### Text for analysis
= Beginning of Section =
I travel in a circle

At the end of the previous post I wrote that although the relationship the Indigenous People of Australia have with Country is “similar to the relationship the Indigenous People of America had with their land, it is unlike it in subtle ways that are difficult for me to express.” Nevertheless, that’s the goal of the coming posts. (I’ve chosen to use North America’s First People mainly because of their cultural and spiritual similarities with Australia’s First People, because many Australians drew this comparison, but also because I think many readers have some degree of familiarity with Native American Culture.)

As I begin, please keep in mind the Acknowledgement of Country I included in the initial post in this series. It holds great relevance with regard to this subject. It was:

The travels reported in this journal will take me through places cared for by many family and language groups who are traditional caretakers and custodians of Country through their continuing connection to land, sea, air, culture and community. I acknowledge the custodianship and care of Country by all Aboriginal and Torres Strait Islander People and offer my respect to all Elders past, present, and emerging.

Looking at the ground to turn things up

As always, I believe establishing a foundation and providing context are crucial factors in gaining an understanding of new concepts and information so please bear with me as I try to add some historical perspective. In that same first post, I included this Digital Classroom map of Australia.

It’s important now to look at this map produced by the Australian Institute of Aboriginal and Torres Strait Islander Studies (AIATSIS).

According to their disclaimer the map, “is not intended to be exact” but it does serve, “as a reminder of the richness and diversity of Aboriginal and Torres Strait Islander Australia.” I haven’t counted the number of groups on this map but estimates range from as few as 300 to as many as 500 distinct language groups. There’s uncertainty because we must rely on oral traditions and we don’t know if or when some groups might have consolidated but we certainly know some have been lost to time and conquest.

How long has this been going on?

(Through the mists of time.)
= End of Section =
Saved data entries
= Beginning of Section =
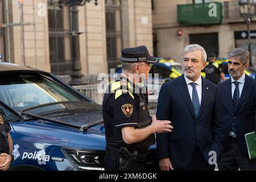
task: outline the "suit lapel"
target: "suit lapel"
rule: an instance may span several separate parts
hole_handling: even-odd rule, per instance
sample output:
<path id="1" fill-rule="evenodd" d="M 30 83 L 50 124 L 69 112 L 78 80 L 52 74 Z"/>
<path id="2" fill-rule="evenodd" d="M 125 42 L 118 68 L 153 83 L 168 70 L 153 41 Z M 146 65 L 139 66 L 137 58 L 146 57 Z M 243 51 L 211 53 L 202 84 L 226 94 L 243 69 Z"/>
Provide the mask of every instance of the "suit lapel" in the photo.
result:
<path id="1" fill-rule="evenodd" d="M 230 110 L 232 111 L 232 114 L 234 114 L 232 101 L 232 86 L 230 78 L 229 78 L 227 80 L 226 84 L 225 85 L 225 88 L 224 90 L 225 90 L 224 93 L 224 100 L 225 100 L 225 102 L 226 102 L 228 105 L 232 106 L 232 108 L 231 108 L 232 109 L 230 109 Z"/>
<path id="2" fill-rule="evenodd" d="M 201 99 L 200 109 L 199 109 L 199 113 L 198 114 L 198 118 L 202 114 L 207 98 L 208 98 L 209 88 L 208 84 L 205 81 L 205 78 L 201 77 L 202 79 L 202 98 Z"/>
<path id="3" fill-rule="evenodd" d="M 250 87 L 251 86 L 251 82 L 250 82 L 250 80 L 248 79 L 247 77 L 248 76 L 245 75 L 245 84 L 243 84 L 243 89 L 242 90 L 242 93 L 241 94 L 240 99 L 238 102 L 238 106 L 237 107 L 235 114 L 237 113 L 240 109 L 246 96 L 248 96 L 249 92 L 250 91 Z"/>
<path id="4" fill-rule="evenodd" d="M 180 76 L 181 81 L 177 84 L 178 89 L 181 94 L 184 101 L 188 107 L 188 110 L 191 112 L 195 119 L 196 119 L 196 114 L 195 114 L 194 107 L 192 103 L 191 98 L 188 92 L 188 86 L 184 78 L 184 75 Z"/>

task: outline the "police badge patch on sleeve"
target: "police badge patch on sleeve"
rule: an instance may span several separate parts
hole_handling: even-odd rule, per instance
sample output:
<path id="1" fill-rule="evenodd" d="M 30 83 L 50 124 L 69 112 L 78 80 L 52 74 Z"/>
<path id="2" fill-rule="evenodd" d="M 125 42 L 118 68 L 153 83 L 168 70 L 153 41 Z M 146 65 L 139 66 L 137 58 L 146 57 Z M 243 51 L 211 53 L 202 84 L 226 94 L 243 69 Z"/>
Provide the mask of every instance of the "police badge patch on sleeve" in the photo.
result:
<path id="1" fill-rule="evenodd" d="M 2 115 L 0 115 L 0 124 L 3 125 L 3 118 Z"/>
<path id="2" fill-rule="evenodd" d="M 133 106 L 131 104 L 124 104 L 121 106 L 121 108 L 123 114 L 125 114 L 125 115 L 127 117 L 130 117 L 131 114 L 133 114 Z"/>

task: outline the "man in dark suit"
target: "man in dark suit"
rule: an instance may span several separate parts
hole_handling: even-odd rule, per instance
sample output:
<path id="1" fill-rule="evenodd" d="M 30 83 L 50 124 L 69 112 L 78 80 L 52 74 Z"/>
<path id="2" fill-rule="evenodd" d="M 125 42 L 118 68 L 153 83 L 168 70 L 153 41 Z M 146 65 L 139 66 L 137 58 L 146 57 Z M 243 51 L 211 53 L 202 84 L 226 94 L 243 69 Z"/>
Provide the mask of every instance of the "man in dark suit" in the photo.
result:
<path id="1" fill-rule="evenodd" d="M 214 170 L 223 150 L 218 86 L 200 75 L 206 60 L 202 47 L 187 46 L 184 75 L 161 88 L 156 117 L 171 121 L 174 127 L 171 133 L 156 135 L 162 170 Z"/>
<path id="2" fill-rule="evenodd" d="M 226 144 L 218 163 L 220 170 L 256 170 L 256 160 L 249 158 L 245 137 L 255 130 L 255 81 L 244 73 L 249 59 L 248 51 L 233 49 L 228 62 L 231 77 L 218 84 Z"/>

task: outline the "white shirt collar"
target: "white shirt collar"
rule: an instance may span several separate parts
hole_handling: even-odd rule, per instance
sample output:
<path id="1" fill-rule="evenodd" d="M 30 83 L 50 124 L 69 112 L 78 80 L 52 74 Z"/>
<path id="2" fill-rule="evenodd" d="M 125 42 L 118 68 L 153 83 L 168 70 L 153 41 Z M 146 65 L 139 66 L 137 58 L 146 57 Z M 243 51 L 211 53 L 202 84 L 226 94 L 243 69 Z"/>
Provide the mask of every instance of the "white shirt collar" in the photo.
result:
<path id="1" fill-rule="evenodd" d="M 184 75 L 184 77 L 185 78 L 185 81 L 186 81 L 187 85 L 189 84 L 191 82 L 193 82 L 192 80 L 190 80 L 189 79 L 188 79 L 185 76 L 185 75 Z M 195 81 L 195 82 L 199 86 L 201 86 L 201 85 L 202 85 L 202 78 L 201 78 L 201 76 L 199 77 L 199 78 L 197 79 L 197 80 L 196 80 L 196 81 Z"/>
<path id="2" fill-rule="evenodd" d="M 231 82 L 233 83 L 234 81 L 238 81 L 240 83 L 242 83 L 244 84 L 245 83 L 245 73 L 243 73 L 243 75 L 240 78 L 239 78 L 237 80 L 234 80 L 232 77 L 231 77 Z"/>

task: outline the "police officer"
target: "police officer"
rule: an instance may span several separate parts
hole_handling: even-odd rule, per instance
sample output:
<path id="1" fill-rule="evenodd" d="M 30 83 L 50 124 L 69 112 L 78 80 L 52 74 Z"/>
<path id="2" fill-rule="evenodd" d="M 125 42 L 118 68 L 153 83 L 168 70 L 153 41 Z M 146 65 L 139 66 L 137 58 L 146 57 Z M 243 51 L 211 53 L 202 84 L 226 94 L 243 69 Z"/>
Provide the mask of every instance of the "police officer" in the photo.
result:
<path id="1" fill-rule="evenodd" d="M 13 140 L 9 134 L 11 127 L 4 119 L 4 113 L 0 107 L 0 170 L 6 171 L 13 161 Z"/>
<path id="2" fill-rule="evenodd" d="M 122 72 L 109 85 L 102 103 L 106 140 L 105 169 L 143 170 L 155 133 L 171 132 L 169 121 L 151 118 L 147 101 L 137 84 L 147 78 L 157 59 L 140 46 L 122 50 Z"/>
<path id="3" fill-rule="evenodd" d="M 224 73 L 221 72 L 218 65 L 214 64 L 216 61 L 216 55 L 213 53 L 209 54 L 209 64 L 205 68 L 205 78 L 215 84 L 220 82 L 220 79 L 225 80 Z"/>

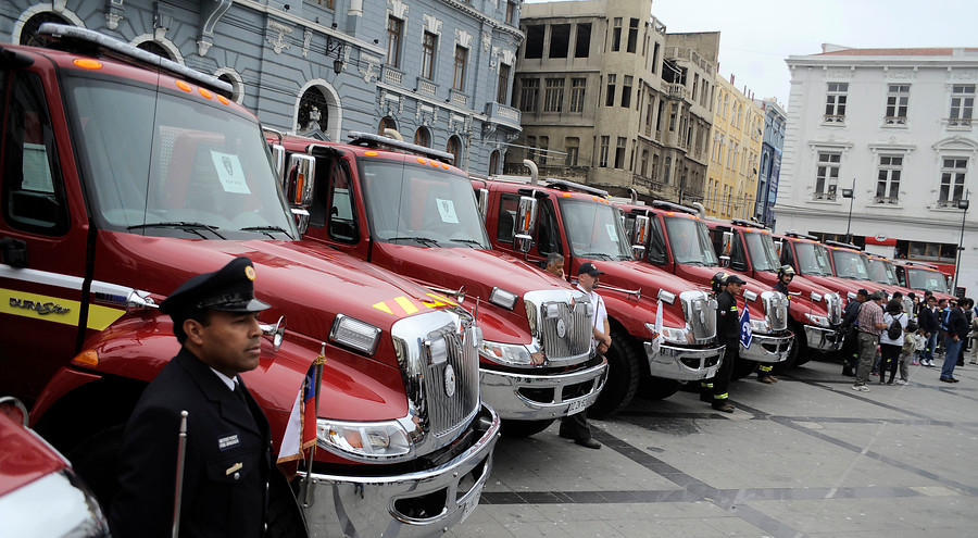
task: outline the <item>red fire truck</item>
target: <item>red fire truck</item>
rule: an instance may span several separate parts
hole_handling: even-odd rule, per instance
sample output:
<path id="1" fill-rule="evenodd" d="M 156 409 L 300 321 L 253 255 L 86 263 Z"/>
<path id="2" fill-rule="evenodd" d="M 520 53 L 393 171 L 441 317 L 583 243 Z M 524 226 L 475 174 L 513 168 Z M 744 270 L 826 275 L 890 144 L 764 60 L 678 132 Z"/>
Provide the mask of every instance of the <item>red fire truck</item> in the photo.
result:
<path id="1" fill-rule="evenodd" d="M 27 423 L 27 408 L 20 400 L 0 398 L 3 535 L 108 537 L 109 524 L 99 501 L 72 464 Z"/>
<path id="2" fill-rule="evenodd" d="M 536 170 L 531 162 L 529 166 Z M 536 263 L 560 253 L 572 281 L 585 262 L 604 272 L 599 293 L 607 308 L 612 346 L 607 383 L 593 415 L 627 405 L 640 378 L 649 381 L 645 396 L 662 399 L 682 381 L 713 375 L 724 351 L 716 343 L 715 301 L 695 285 L 635 261 L 620 211 L 606 192 L 562 179 L 537 184 L 536 173 L 510 180 L 474 178 L 473 187 L 486 202 L 494 248 Z M 656 343 L 659 309 L 665 341 Z"/>
<path id="3" fill-rule="evenodd" d="M 631 230 L 631 236 L 638 233 L 648 237 L 643 260 L 653 266 L 698 284 L 704 290 L 711 289 L 710 281 L 717 272 L 743 277 L 747 285 L 737 302 L 741 311 L 744 306 L 750 310 L 754 336 L 750 349 L 741 346 L 734 378 L 747 377 L 757 363 L 777 364 L 788 359 L 794 341 L 788 330 L 788 299 L 747 272 L 722 267 L 706 223 L 695 209 L 669 202 L 653 202 L 651 208 L 637 203 L 617 205 L 625 211 L 625 228 Z M 635 226 L 639 215 L 649 218 L 648 233 Z"/>
<path id="4" fill-rule="evenodd" d="M 0 46 L 0 392 L 33 402 L 37 431 L 108 501 L 133 405 L 178 350 L 156 305 L 247 255 L 273 308 L 243 377 L 276 449 L 321 347 L 327 358 L 319 450 L 301 480 L 272 473 L 269 533 L 439 535 L 464 520 L 499 429 L 472 316 L 300 240 L 290 205 L 305 212 L 309 163 L 291 160 L 281 189 L 227 85 L 91 30 L 40 35 L 52 48 Z"/>
<path id="5" fill-rule="evenodd" d="M 593 403 L 607 366 L 590 356 L 587 297 L 491 250 L 468 176 L 447 164 L 451 153 L 378 135 L 350 137 L 350 143 L 283 139 L 289 154 L 316 164 L 305 237 L 478 315 L 482 400 L 503 420 L 504 434 L 542 431 Z"/>

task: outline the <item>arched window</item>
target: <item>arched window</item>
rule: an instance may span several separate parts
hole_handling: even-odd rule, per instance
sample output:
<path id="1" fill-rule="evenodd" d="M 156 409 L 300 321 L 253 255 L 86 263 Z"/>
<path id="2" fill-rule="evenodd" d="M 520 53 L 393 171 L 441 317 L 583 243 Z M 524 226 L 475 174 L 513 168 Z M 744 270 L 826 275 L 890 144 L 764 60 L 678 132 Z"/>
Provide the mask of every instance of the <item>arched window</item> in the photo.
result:
<path id="1" fill-rule="evenodd" d="M 414 143 L 417 146 L 424 146 L 425 148 L 431 147 L 431 132 L 428 130 L 427 127 L 418 127 L 417 130 L 414 132 Z"/>
<path id="2" fill-rule="evenodd" d="M 461 165 L 462 165 L 462 140 L 456 135 L 453 135 L 451 138 L 449 138 L 449 143 L 446 147 L 446 151 L 455 155 L 455 162 L 453 162 L 452 164 L 461 167 Z"/>
<path id="3" fill-rule="evenodd" d="M 384 129 L 393 129 L 393 130 L 398 130 L 398 124 L 394 123 L 393 117 L 390 117 L 390 116 L 384 116 L 384 118 L 380 120 L 380 124 L 377 125 L 377 134 L 378 134 L 378 135 L 383 135 L 383 134 L 384 134 Z"/>

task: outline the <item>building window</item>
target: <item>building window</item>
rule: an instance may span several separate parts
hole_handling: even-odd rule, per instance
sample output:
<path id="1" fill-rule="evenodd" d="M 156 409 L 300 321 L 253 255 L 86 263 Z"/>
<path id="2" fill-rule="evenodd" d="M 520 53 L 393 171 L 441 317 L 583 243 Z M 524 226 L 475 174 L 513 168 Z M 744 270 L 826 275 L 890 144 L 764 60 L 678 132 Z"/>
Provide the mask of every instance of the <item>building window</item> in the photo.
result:
<path id="1" fill-rule="evenodd" d="M 591 23 L 577 25 L 577 38 L 574 40 L 574 58 L 588 58 L 591 50 Z"/>
<path id="2" fill-rule="evenodd" d="M 577 157 L 580 153 L 580 138 L 564 138 L 564 151 L 567 153 L 564 159 L 564 166 L 577 166 Z"/>
<path id="3" fill-rule="evenodd" d="M 638 42 L 638 18 L 631 18 L 628 21 L 628 45 L 626 46 L 626 50 L 628 52 L 635 52 L 635 46 Z"/>
<path id="4" fill-rule="evenodd" d="M 427 127 L 418 127 L 417 130 L 414 132 L 414 143 L 417 146 L 424 146 L 425 148 L 430 148 L 431 132 L 428 130 Z"/>
<path id="5" fill-rule="evenodd" d="M 564 105 L 564 79 L 548 78 L 543 89 L 543 112 L 561 112 Z"/>
<path id="6" fill-rule="evenodd" d="M 401 32 L 404 22 L 396 16 L 387 17 L 387 64 L 391 67 L 401 66 Z"/>
<path id="7" fill-rule="evenodd" d="M 605 107 L 615 105 L 615 78 L 616 75 L 607 75 L 607 91 L 605 91 L 604 96 Z"/>
<path id="8" fill-rule="evenodd" d="M 519 80 L 519 110 L 523 112 L 536 112 L 539 95 L 539 78 L 522 78 Z"/>
<path id="9" fill-rule="evenodd" d="M 622 85 L 622 108 L 631 108 L 631 75 L 625 75 L 625 82 Z"/>
<path id="10" fill-rule="evenodd" d="M 428 80 L 435 79 L 435 49 L 438 48 L 438 36 L 425 32 L 422 41 L 422 76 Z"/>
<path id="11" fill-rule="evenodd" d="M 903 158 L 894 155 L 879 157 L 879 172 L 876 182 L 876 203 L 896 203 L 900 191 L 900 172 L 903 170 Z"/>
<path id="12" fill-rule="evenodd" d="M 607 167 L 607 143 L 609 143 L 609 141 L 610 141 L 609 137 L 606 137 L 606 136 L 601 137 L 601 148 L 598 151 L 598 166 L 601 166 L 602 168 Z"/>
<path id="13" fill-rule="evenodd" d="M 955 205 L 964 195 L 965 173 L 968 171 L 967 159 L 944 159 L 941 166 L 941 192 L 939 205 Z"/>
<path id="14" fill-rule="evenodd" d="M 587 84 L 587 78 L 570 79 L 570 112 L 584 112 L 584 98 Z"/>
<path id="15" fill-rule="evenodd" d="M 455 46 L 455 74 L 452 77 L 452 88 L 462 91 L 465 88 L 465 62 L 468 60 L 468 49 L 461 45 Z"/>
<path id="16" fill-rule="evenodd" d="M 827 123 L 843 123 L 845 121 L 845 98 L 849 92 L 849 83 L 828 83 L 828 92 L 825 96 L 825 121 Z"/>
<path id="17" fill-rule="evenodd" d="M 819 151 L 818 165 L 815 168 L 815 199 L 835 200 L 836 186 L 839 185 L 839 170 L 842 166 L 842 153 Z"/>
<path id="18" fill-rule="evenodd" d="M 506 95 L 509 93 L 509 89 L 510 89 L 510 66 L 504 63 L 500 63 L 499 64 L 499 84 L 497 85 L 497 88 L 496 88 L 496 102 L 505 103 Z"/>
<path id="19" fill-rule="evenodd" d="M 567 58 L 570 47 L 570 25 L 553 24 L 550 26 L 550 58 Z"/>
<path id="20" fill-rule="evenodd" d="M 910 103 L 910 85 L 890 84 L 887 87 L 887 125 L 905 125 L 906 107 Z"/>
<path id="21" fill-rule="evenodd" d="M 951 114 L 948 125 L 970 126 L 975 108 L 975 85 L 955 84 L 951 87 Z"/>
<path id="22" fill-rule="evenodd" d="M 526 27 L 526 49 L 523 58 L 543 58 L 543 29 L 542 24 Z"/>

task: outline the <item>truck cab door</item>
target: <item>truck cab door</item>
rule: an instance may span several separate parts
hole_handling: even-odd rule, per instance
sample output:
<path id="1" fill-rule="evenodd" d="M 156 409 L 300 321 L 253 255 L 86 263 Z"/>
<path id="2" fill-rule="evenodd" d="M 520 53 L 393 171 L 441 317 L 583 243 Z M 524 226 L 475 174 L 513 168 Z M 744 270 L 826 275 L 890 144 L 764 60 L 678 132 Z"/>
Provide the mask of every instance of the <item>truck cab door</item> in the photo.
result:
<path id="1" fill-rule="evenodd" d="M 39 73 L 0 70 L 0 393 L 27 400 L 77 352 L 89 317 L 87 218 L 61 117 Z"/>

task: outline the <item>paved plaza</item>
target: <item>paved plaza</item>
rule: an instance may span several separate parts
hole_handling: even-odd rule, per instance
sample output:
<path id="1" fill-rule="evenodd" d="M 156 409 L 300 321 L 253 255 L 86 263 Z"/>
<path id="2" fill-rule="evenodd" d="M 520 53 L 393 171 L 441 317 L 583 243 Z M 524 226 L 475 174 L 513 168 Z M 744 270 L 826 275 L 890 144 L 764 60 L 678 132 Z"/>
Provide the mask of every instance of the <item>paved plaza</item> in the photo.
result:
<path id="1" fill-rule="evenodd" d="M 940 359 L 937 361 L 940 365 Z M 978 366 L 911 366 L 852 390 L 835 362 L 730 387 L 637 398 L 592 421 L 604 447 L 502 438 L 463 537 L 978 537 Z"/>

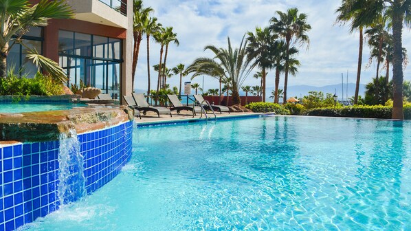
= End of Section =
### Aim of the exercise
Continue the travel post about Aboriginal and Torres Strait Islander People and their bond with Country, starting after its final line. The rows have no part in this work.

### Output below
As I’ve been considering what I think I understand about the comparative cultures of Native Americans and First People of Australia and trying to find the language to describe the similarities (but more importantly the differences) my brain needed to discern a reason. I can’t say that there’s any validity to the position I’m about to take and I don’t know if there’s any research to support my supposition so please keep that in mind as you read.

My hypothesis is encapsulated in two words. Time and isolation. Even excluding the notion of time in a cosmological frame, the much shorter Earthbound timescales applied to geology or Darwinian evolution of species are difficult for our brains to fully grasp. (Yes, bacterial evolution can occur rapidly and some short term evolutionary changes can happen in a matter of a few hundred or a few thousand years but long term evolution typically requires timescales of a million years or more.) Given that humans produce a new generation every 25-30 years and under the right conditions can live for only about a century, thinking in terms of even the 13,000 years (or perhaps as long as 30,000 years) for the earliest evidence of humans in the Americas is challenging.

[From Wikipedia – By Erika Tamm et al – Tamm E, Kivisild T, Reidla M, Metspalu M, Smith DG, et al. (2007) Beringian Standstill and Spread of Native American Founders. PLoS ONE 2(9): e829. doi:10.1371/journal.pone.0000829. Available from PubMed Central., CC BY 2.5]

For perspective and ease of arithmetic, I’m going to round some numbers and make some assumptions. Let’s use 25 years per generation and a human arrival time in the Americas of 25,000 years ago. Simple math creates 1,000 generations of descendants from those first people. When the first Europeans arrived it would have been on the order of 920 generations. Many tribes had become more settled but their physical and spiritual relationship with the land was little altered. Next, let’s say that the U S declared its independence 250 years ago. That’s a mere 10 generations. Think of the societal changes that have occurred in those 10 generations. Now consider how the Native American culture might not have changed had there been no interaction with Europeans. Now layer that over the span of the additional 100 generations of isolation for Australia’s First People. Here’s a visual representation.

[From Wikipedia By User:Dbachmann – Own work;Map: File:World map blank shorelines.svg (the shoreline map is {{PD-USGov-USGS}}, derived from a mercator svg map posted in 2005, extracted from an original file released by pubs.usgs.gov), CC BY-SA 4.0.]

Evidence, please.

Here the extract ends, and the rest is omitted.